Required action:
Each record is to be given again without alteration.

Items from a dataset:
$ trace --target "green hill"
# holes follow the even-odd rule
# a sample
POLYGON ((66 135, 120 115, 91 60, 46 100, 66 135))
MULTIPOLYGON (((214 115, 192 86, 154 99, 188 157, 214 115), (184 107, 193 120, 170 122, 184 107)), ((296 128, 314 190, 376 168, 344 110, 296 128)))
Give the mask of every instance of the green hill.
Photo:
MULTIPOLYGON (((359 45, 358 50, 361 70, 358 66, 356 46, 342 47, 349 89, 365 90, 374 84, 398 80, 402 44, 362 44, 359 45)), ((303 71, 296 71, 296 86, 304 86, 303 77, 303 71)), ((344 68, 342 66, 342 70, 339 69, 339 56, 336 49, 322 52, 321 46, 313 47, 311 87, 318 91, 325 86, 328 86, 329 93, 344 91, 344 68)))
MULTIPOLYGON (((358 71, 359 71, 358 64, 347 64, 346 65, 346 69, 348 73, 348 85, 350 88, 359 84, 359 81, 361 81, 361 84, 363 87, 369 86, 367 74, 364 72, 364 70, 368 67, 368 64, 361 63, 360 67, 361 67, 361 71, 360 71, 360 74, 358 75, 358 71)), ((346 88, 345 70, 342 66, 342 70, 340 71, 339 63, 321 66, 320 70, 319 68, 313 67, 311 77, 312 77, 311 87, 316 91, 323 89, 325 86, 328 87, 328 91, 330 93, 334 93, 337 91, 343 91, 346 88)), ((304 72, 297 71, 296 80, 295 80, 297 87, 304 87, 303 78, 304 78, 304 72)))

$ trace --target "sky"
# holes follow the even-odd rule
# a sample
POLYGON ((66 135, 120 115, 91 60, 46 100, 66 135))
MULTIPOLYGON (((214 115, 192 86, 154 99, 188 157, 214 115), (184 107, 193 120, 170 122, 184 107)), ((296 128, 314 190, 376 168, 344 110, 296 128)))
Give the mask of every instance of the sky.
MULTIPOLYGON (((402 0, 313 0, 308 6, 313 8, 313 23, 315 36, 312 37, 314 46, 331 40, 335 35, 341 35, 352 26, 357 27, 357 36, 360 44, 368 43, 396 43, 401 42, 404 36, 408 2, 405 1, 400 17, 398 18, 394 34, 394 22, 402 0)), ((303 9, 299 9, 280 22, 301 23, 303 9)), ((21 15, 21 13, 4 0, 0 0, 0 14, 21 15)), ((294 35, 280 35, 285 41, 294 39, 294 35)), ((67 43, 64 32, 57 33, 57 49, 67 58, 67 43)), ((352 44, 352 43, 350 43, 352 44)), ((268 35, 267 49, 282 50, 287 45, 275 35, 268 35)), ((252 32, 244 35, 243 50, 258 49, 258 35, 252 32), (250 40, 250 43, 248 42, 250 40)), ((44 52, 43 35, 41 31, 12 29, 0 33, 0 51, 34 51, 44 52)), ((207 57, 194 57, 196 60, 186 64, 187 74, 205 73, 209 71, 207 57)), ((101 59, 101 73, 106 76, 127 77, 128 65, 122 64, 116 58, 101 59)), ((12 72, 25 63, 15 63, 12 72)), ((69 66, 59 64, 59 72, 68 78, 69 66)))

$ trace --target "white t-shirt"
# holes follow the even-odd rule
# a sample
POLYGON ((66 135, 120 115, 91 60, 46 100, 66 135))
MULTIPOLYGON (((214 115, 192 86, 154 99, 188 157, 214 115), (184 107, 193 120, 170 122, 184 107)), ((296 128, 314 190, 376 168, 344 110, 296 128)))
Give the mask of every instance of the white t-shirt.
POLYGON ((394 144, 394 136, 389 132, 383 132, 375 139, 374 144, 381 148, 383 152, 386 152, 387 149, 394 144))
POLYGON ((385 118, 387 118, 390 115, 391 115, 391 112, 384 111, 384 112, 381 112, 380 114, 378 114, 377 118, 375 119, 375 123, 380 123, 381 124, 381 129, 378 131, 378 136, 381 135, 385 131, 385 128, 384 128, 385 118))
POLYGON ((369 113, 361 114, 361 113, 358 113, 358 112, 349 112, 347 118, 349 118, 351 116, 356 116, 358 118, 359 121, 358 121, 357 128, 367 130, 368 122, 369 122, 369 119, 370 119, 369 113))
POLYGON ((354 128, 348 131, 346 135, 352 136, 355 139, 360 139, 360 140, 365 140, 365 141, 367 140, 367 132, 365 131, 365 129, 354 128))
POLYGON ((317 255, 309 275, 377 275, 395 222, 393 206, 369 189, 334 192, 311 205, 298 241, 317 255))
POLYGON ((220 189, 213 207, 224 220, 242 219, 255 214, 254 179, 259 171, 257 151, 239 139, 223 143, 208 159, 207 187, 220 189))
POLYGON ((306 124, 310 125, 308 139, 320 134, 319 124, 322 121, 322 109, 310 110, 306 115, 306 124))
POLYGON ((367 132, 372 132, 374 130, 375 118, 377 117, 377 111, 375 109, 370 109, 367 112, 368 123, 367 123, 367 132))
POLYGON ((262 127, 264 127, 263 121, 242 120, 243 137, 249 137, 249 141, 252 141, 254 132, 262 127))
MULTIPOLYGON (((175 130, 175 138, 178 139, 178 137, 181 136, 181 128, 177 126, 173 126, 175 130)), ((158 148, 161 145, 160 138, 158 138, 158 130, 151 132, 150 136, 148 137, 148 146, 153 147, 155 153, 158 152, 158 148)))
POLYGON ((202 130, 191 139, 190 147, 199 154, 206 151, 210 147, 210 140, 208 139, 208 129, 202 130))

Output of the task:
$ trace --target "green hill"
# holes follow the even-odd rule
# a sample
POLYGON ((66 135, 120 115, 91 60, 46 100, 66 135))
MULTIPOLYGON (((214 115, 192 86, 154 99, 188 157, 214 115), (184 107, 193 120, 170 122, 184 107)), ((296 128, 314 190, 376 168, 344 110, 296 128)))
Give the mask of every instance of the green hill.
Photo:
MULTIPOLYGON (((359 45, 358 50, 361 70, 358 66, 356 46, 342 47, 349 89, 365 90, 374 84, 398 80, 402 44, 362 44, 359 45)), ((303 71, 296 71, 296 86, 304 86, 303 77, 303 71)), ((344 68, 342 66, 342 70, 339 69, 339 56, 336 49, 322 52, 321 46, 313 47, 311 87, 318 91, 325 86, 328 86, 329 93, 344 91, 344 68)))
MULTIPOLYGON (((358 71, 359 71, 358 64, 347 64, 346 65, 346 69, 348 73, 348 85, 350 88, 359 84, 359 81, 361 81, 361 84, 363 87, 369 86, 367 74, 364 72, 364 70, 368 67, 368 64, 361 63, 360 67, 361 67, 361 71, 360 71, 360 74, 358 75, 358 71)), ((346 88, 345 70, 342 66, 342 70, 340 71, 339 63, 321 66, 320 70, 319 68, 313 67, 311 77, 312 77, 311 87, 316 91, 323 89, 325 86, 328 87, 328 91, 330 93, 334 93, 337 91, 343 91, 346 88)), ((304 72, 297 71, 296 80, 295 80, 297 87, 304 87, 303 78, 304 78, 304 72)))

$ trace --target "sky"
# holes follow the even-odd rule
# a sample
POLYGON ((66 135, 120 115, 91 60, 46 100, 66 135))
MULTIPOLYGON (((214 115, 192 86, 154 99, 188 157, 214 115), (184 107, 193 120, 170 122, 184 107)), ((296 128, 314 190, 376 168, 344 110, 296 128)))
Give the mask of every instance of the sky.
MULTIPOLYGON (((402 0, 313 0, 308 6, 313 8, 313 23, 315 36, 312 37, 314 46, 331 40, 335 35, 341 35, 352 26, 357 27, 357 36, 360 44, 368 43, 396 43, 401 42, 404 36, 408 2, 405 1, 400 17, 398 18, 394 34, 394 22, 402 0)), ((303 9, 299 9, 280 22, 301 23, 303 9)), ((21 15, 21 13, 4 0, 0 0, 0 14, 21 15)), ((294 35, 280 35, 285 41, 294 39, 294 35)), ((67 43, 64 32, 57 33, 57 49, 67 58, 67 43)), ((352 44, 352 43, 350 43, 352 44)), ((268 35, 267 49, 282 50, 287 45, 275 35, 268 35)), ((252 32, 244 35, 243 50, 258 49, 258 35, 252 32), (250 40, 250 43, 248 42, 250 40)), ((44 52, 43 35, 41 31, 12 29, 0 33, 0 51, 34 51, 44 52)), ((207 57, 194 57, 196 60, 186 64, 187 74, 205 73, 209 71, 207 57)), ((101 59, 101 73, 106 76, 127 77, 128 65, 122 64, 116 58, 101 59)), ((12 72, 25 63, 15 63, 12 72)), ((69 66, 59 64, 59 72, 68 78, 69 66)))

$ trace --target "white t-shirt"
# holes follow the even-odd rule
# a sample
POLYGON ((66 135, 120 115, 91 60, 46 100, 66 135))
MULTIPOLYGON (((214 115, 192 86, 154 99, 188 157, 214 115), (184 107, 193 120, 170 122, 184 107)), ((296 128, 314 190, 376 168, 344 110, 296 128)))
Give the mask of every instance of the white t-shirt.
POLYGON ((394 144, 394 136, 389 132, 383 132, 375 139, 374 144, 381 148, 383 152, 386 152, 387 149, 394 144))
POLYGON ((385 118, 387 118, 390 115, 391 115, 391 112, 384 111, 384 112, 381 112, 380 114, 378 114, 377 118, 375 119, 375 123, 380 123, 381 124, 381 129, 378 131, 378 136, 381 135, 385 131, 385 128, 384 128, 385 118))
POLYGON ((369 113, 361 114, 361 113, 358 113, 358 112, 349 112, 347 118, 349 118, 351 116, 356 116, 358 118, 359 121, 358 121, 357 128, 367 130, 368 122, 369 122, 369 119, 370 119, 369 113))
POLYGON ((354 128, 348 131, 346 135, 352 136, 355 139, 360 139, 360 140, 365 140, 365 141, 367 140, 367 132, 365 131, 365 129, 354 128))
POLYGON ((317 255, 309 275, 377 275, 395 222, 393 206, 369 189, 334 192, 311 205, 298 241, 317 255))
POLYGON ((220 189, 213 207, 224 220, 242 219, 255 214, 254 179, 259 171, 257 151, 239 139, 223 143, 208 159, 207 187, 220 189))
POLYGON ((306 124, 310 125, 308 139, 320 134, 319 124, 322 121, 322 109, 310 110, 306 115, 306 124))
POLYGON ((367 132, 372 132, 374 130, 375 118, 377 117, 377 111, 375 109, 370 109, 367 112, 368 123, 367 123, 367 132))
POLYGON ((262 127, 264 127, 263 121, 242 120, 243 137, 249 137, 249 141, 252 141, 254 132, 262 127))
MULTIPOLYGON (((175 130, 175 138, 178 139, 178 137, 181 136, 181 128, 177 126, 173 126, 175 130)), ((158 148, 161 145, 160 138, 158 138, 158 130, 151 132, 150 136, 148 137, 148 146, 153 147, 155 153, 158 152, 158 148)))
POLYGON ((202 130, 191 139, 190 147, 199 154, 206 151, 210 147, 210 140, 208 139, 208 129, 202 130))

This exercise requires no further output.